**Что сделать:** Переведите на английский язык это предложение из текста «О моих корнях»: «Неделей раньше моя мать провожала на поезд в Ленинград отца, посланного на переподготовку офицеров».

**Исходный текст:**
▶
О МОИХ КОРНЯХ
На этой старой фотографии - моя мама, Савельева Кира Владимировна, и я совсем крошечный в одеяльце. На обороте надпись: «Калининград. Ноябрь, 1946 г.». Я родился 25 октября: здесь мне - месяц, а то и меньше.
Фотография была сделана в разбомбленном английской авиацией городе, до 4 июля 1946 года носившем прусское имя Кёнигсберг и взятом нашими войсками штурмом с сильным артобстрелом.
Я долгое время думал, что сзади на снимке географическая карта, пока мама не сказала мне, что это стена: после войны везде были клочья штукатурки, следы пуль и осколков. По дороге с нашей окраины в центр города, на верхотуре разбомбленного многоэтажного дома, от которого остался лишь скелет, долгое время у всех на виду красовалась ножная швейная машинка, чудом не рухнувшая вниз с этажами: достать ее без кранов не могли…
Там, в Кёнигсберге, в августе 1946 года мою беременную мать, носившую меня последние месяцы, чуть не придушила сошедшая с ума здоровенная немка…
Это было вблизи целлюлозно-бумажного комбината, где мой отец, старший лейтенант Советской Армии, и мама снимали комнату в двухэтажном доме на самой окраине. В тот день у домика тормознул грузовик: в кузове сидели два офицера и черкес в бурке, а из кабины, хромая, вылез знакомый майор с вокзала. Неделей раньше моя мать провожала на поезд в Ленинград отца, посланного на переподготовку офицеров. И этот хромой майор из расквартированного близ вокзала банно-прачечного отряда давал свою машину с шофером, чтобы ее, беременную, отвезли домой.
◀
Извлечённые записи:
▶
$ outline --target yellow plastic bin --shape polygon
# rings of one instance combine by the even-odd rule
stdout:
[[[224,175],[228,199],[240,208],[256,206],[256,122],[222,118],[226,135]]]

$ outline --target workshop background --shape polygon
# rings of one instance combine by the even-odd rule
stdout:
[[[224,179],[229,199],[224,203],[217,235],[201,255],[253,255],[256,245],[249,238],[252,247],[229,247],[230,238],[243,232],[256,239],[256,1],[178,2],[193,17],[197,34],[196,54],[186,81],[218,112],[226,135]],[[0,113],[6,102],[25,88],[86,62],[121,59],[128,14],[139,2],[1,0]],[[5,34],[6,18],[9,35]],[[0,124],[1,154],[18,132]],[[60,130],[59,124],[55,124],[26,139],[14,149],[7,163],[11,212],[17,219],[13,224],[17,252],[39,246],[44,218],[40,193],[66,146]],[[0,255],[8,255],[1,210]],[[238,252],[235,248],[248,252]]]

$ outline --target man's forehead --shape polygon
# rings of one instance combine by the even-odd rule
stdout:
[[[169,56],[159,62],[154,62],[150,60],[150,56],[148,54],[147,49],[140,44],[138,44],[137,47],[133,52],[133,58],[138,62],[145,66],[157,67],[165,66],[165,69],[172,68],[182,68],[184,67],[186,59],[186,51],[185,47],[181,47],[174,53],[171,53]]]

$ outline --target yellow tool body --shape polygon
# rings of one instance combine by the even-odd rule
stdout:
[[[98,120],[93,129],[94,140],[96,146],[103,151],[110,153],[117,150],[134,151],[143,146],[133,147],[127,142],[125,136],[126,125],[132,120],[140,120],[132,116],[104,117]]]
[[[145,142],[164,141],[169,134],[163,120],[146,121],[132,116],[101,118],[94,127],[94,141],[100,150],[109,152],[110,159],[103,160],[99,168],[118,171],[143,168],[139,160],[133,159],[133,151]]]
◀
**Ответ:** A week earlier, my mother had seen my father, who had been sent for officer retraining, off on the train to Leningrad.